### Source material ###
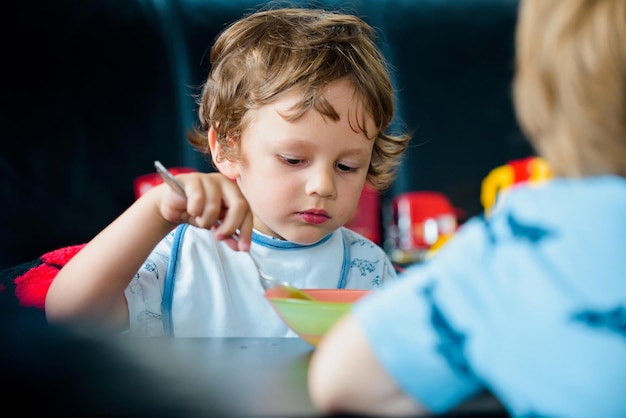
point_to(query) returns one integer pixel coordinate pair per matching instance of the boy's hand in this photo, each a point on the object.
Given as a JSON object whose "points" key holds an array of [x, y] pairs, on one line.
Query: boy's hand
{"points": [[213, 201]]}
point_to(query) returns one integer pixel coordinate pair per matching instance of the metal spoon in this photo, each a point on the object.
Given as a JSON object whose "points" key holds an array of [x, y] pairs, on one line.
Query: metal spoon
{"points": [[267, 281]]}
###
▶ Goal of the exercise:
Your answer should consist only of the lines from the one with "of the metal" through the end of the data above, reproduced exactly.

▶ Answer to this problem:
point_to(query) returns one integer pixel coordinate pair per matching instance of the metal spoon in this photo, each a point on the object.
Given as a JSON object whose "points" key holds an array of [x, y] pairs, on one line.
Query: metal spoon
{"points": [[267, 281]]}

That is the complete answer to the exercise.